Required work: Print each entry again exactly as written, and keep the pictures out.

#### Record set ####

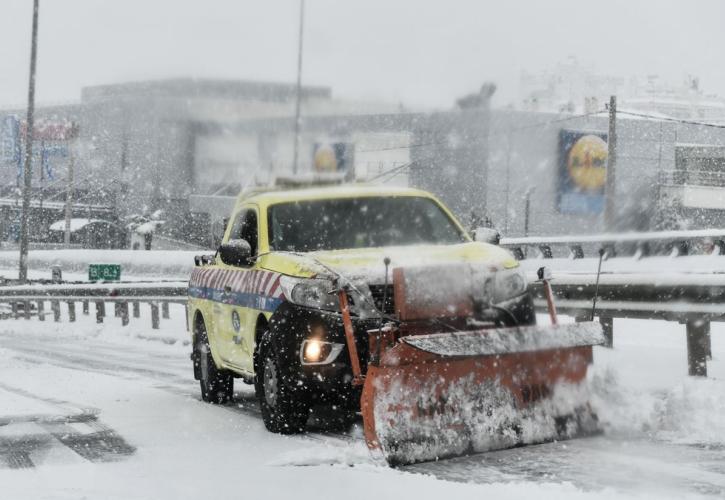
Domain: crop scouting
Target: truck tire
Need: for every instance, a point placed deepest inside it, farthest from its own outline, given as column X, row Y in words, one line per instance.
column 217, row 386
column 284, row 410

####

Problem solution:
Domain: crop scouting
Target: truck tire
Need: for every instance, a point placed deepest inside it, farthest from its own outline, given as column X, row Y in words, one line per instance.
column 217, row 386
column 284, row 410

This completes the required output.